▶ **Records from a collection**:
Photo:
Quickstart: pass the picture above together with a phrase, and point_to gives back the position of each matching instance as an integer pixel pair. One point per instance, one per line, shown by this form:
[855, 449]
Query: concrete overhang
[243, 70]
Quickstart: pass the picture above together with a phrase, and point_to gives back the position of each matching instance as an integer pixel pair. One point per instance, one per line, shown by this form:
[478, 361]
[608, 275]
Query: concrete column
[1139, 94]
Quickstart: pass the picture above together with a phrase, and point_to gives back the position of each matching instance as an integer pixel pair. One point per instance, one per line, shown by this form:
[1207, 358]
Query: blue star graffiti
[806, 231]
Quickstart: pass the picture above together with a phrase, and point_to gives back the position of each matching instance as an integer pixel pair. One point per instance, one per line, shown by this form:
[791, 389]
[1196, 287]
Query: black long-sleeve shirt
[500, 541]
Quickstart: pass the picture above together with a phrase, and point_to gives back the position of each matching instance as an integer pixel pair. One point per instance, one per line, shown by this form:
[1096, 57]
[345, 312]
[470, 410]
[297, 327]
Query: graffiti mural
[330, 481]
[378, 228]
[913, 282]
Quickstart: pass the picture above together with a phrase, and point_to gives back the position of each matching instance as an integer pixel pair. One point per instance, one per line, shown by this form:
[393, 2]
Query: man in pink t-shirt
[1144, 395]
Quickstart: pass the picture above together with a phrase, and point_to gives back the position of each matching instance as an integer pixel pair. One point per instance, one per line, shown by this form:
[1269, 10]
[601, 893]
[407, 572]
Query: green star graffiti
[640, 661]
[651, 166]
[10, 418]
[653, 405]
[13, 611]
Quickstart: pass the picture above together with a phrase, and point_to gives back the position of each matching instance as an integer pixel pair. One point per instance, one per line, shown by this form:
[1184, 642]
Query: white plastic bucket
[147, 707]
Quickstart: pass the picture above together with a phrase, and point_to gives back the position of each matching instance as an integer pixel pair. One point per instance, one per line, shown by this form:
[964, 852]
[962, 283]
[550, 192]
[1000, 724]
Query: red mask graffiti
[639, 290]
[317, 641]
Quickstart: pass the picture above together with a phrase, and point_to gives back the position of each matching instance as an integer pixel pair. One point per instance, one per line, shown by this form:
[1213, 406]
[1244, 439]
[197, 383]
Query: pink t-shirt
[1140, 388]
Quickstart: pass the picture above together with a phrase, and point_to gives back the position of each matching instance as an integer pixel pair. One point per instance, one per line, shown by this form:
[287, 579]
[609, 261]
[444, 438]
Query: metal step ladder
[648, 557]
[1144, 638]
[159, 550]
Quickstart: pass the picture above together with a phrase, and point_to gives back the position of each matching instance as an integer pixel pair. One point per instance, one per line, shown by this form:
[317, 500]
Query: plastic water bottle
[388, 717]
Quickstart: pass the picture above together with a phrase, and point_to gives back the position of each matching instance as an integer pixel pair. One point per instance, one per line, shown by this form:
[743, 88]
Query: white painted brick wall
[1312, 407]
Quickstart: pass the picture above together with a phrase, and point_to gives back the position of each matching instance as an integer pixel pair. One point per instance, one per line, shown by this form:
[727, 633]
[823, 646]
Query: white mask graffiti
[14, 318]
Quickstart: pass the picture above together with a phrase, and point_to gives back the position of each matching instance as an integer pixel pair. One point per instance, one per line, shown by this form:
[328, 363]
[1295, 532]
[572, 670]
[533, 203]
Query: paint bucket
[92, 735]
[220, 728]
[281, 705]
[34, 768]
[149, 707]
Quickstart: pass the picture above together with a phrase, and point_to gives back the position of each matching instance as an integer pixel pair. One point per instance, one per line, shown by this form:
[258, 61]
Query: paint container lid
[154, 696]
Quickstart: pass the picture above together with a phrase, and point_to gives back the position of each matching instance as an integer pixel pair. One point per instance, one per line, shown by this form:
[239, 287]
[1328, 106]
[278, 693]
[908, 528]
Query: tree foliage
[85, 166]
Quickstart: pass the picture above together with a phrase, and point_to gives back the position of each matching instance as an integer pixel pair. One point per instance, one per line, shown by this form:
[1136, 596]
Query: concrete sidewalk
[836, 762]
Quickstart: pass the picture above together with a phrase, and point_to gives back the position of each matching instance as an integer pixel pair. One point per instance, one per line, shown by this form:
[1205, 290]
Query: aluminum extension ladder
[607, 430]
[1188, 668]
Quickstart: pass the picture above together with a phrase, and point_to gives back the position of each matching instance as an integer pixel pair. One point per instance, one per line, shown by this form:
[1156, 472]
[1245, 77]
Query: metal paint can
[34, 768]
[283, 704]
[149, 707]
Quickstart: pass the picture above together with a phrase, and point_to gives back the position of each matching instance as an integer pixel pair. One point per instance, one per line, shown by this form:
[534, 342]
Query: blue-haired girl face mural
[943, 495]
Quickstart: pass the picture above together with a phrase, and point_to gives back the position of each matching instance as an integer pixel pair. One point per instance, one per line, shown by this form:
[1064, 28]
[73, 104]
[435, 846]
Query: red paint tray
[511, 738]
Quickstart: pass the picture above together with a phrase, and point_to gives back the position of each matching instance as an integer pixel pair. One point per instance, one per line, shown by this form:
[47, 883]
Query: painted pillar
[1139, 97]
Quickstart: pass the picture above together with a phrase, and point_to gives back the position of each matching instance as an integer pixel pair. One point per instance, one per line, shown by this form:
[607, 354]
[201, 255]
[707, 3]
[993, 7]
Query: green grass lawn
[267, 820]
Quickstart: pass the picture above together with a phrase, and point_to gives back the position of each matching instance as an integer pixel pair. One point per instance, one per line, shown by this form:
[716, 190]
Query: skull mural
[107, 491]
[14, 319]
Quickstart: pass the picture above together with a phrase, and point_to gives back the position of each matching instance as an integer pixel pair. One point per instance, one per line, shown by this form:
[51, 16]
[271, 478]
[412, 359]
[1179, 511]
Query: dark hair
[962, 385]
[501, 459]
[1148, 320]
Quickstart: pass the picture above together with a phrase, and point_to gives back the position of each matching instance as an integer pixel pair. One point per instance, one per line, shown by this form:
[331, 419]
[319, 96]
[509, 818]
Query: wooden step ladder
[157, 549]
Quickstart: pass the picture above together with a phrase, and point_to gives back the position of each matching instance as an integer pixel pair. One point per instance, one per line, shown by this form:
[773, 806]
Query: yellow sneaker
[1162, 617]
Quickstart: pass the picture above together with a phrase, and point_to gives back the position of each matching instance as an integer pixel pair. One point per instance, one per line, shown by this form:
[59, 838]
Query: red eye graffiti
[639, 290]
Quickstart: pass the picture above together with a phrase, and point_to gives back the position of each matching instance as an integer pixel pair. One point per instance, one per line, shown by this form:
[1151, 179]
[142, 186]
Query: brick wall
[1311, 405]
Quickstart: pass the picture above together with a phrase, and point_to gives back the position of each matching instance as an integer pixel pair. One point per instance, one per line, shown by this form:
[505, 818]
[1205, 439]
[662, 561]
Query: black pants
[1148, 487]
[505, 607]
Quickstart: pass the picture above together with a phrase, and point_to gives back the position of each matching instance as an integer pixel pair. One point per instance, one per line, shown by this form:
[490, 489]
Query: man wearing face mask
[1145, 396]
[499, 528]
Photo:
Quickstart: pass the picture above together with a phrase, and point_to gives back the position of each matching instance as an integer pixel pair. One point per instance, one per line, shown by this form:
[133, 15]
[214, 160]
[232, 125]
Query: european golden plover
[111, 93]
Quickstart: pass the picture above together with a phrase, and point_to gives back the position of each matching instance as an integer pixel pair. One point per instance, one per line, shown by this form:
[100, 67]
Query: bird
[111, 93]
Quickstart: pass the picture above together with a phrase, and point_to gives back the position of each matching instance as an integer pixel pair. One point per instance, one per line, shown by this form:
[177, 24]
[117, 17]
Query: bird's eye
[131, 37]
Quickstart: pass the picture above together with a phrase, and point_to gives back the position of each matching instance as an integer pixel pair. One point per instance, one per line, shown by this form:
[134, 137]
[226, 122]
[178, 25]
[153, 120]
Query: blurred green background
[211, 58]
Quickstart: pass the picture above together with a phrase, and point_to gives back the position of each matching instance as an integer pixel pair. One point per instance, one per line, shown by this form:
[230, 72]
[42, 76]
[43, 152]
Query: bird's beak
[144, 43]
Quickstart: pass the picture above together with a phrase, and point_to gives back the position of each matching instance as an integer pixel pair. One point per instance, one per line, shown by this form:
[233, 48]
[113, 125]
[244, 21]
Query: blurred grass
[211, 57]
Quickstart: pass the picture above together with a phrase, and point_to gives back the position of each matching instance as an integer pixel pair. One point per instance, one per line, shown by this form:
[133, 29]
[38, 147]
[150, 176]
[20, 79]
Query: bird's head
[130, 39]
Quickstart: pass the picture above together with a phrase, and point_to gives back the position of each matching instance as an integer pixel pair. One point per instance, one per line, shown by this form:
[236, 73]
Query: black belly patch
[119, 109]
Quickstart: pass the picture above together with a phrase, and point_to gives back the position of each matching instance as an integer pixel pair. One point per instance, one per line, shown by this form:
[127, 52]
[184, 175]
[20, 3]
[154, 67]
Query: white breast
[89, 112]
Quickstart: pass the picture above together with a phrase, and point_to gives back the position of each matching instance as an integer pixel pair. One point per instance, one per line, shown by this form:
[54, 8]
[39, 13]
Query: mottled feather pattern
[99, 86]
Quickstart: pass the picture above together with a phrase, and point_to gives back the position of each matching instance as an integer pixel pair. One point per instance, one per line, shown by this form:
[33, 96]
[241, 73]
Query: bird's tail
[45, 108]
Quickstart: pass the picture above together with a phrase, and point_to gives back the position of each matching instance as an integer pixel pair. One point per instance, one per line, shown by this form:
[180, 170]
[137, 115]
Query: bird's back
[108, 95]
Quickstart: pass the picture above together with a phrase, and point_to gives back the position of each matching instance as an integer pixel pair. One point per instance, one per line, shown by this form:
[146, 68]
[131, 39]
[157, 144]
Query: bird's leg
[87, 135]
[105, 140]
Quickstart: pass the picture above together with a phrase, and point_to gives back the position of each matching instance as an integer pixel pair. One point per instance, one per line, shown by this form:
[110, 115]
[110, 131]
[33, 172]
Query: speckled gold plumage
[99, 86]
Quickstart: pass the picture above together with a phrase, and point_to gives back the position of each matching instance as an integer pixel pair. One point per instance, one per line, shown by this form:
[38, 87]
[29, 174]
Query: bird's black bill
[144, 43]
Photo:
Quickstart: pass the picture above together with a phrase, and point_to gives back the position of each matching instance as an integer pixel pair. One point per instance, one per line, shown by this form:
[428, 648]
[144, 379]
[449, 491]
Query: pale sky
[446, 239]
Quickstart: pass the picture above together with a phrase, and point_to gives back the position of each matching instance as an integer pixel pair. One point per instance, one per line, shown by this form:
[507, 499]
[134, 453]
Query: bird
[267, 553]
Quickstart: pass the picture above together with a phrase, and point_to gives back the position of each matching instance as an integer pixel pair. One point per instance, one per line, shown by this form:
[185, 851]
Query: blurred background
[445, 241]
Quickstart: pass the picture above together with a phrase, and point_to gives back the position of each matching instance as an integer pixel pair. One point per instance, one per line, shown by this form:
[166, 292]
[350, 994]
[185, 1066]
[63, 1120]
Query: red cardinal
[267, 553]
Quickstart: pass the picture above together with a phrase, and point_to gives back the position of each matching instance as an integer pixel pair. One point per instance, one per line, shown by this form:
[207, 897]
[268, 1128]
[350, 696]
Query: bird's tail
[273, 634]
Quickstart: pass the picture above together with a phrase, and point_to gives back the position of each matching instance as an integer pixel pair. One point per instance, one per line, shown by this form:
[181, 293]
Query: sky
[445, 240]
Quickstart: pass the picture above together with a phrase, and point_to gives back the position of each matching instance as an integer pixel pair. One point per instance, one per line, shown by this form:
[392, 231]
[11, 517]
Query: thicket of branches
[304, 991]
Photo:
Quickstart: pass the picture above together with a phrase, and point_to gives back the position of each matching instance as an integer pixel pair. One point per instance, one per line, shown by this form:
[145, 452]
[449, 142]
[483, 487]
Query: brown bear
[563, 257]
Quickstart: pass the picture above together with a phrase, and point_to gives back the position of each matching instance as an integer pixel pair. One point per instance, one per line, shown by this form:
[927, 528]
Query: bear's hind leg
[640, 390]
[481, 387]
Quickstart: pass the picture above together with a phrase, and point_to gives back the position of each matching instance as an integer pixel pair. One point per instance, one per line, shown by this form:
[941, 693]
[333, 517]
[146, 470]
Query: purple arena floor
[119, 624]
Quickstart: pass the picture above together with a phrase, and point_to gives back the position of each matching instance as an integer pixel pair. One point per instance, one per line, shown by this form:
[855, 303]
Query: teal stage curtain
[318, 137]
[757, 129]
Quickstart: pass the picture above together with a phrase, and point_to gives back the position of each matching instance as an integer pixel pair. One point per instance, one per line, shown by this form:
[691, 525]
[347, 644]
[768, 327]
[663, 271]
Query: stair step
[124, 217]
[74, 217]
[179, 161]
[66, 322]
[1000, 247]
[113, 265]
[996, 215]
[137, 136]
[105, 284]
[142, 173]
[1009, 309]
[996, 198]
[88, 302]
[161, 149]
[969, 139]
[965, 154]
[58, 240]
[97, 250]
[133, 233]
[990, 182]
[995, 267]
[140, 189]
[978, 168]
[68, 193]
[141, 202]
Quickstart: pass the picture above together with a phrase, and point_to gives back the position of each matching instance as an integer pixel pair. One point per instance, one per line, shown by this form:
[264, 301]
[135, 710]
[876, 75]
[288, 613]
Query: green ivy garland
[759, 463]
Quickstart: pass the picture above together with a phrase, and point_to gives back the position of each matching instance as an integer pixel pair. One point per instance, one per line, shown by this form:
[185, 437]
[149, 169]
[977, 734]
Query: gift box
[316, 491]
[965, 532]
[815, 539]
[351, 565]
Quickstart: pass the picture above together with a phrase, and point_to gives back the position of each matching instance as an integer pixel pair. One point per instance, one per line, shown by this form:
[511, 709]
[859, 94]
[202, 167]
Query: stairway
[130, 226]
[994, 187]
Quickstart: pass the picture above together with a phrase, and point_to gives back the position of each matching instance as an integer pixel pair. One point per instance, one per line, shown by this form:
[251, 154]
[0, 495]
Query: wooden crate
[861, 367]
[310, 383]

▶ **Exercise requirements**:
From the start of the records up to and including the line with "[1144, 395]", write the lines out again, swapping "Query" for "Search" and keeping everything else as it is.

▶ **In response**:
Photo:
Quickstart: pass the picture above together with a phrase, and point_to gives back the position of each matching instance as an integer pixel pair. One point per instance, one per line, shown by this form:
[855, 449]
Search: concrete overhang
[243, 70]
Quickstart: pass the picture above together with a phrase, and point_to gives back the position of each matching instance as an integer pixel pair. One point per instance, one per line, shown by this form:
[478, 361]
[608, 275]
Search: concrete column
[1139, 94]
Quickstart: pass the picture above together with a phrase, and point_to gives back the position of each matching instance as an integer pixel pair. One point per instance, one per line, shown by this form:
[1207, 358]
Search: blue star graffiti
[806, 231]
Quickstart: pass the picture above together with a phrase, and point_to gives back the position of each matching instance as an integer pixel pair. One point per instance, one per line, shown by this form:
[791, 389]
[1196, 287]
Search: black long-sleeve shirt
[500, 541]
Quickstart: pass the picture above together with a phrase, and point_to gives back the position of each matching instance as an integer pixel pair. One point per instance, one per line, shown by this form:
[1096, 57]
[345, 312]
[470, 410]
[297, 327]
Search: graffiti mural
[330, 481]
[378, 228]
[913, 282]
Quickstart: pass the picture above together with a phrase, and point_to gives back the position of each matching instance as an integer pixel pair. One point per instance, one per line, shown by this form:
[393, 2]
Search: man in pink t-shirt
[1144, 395]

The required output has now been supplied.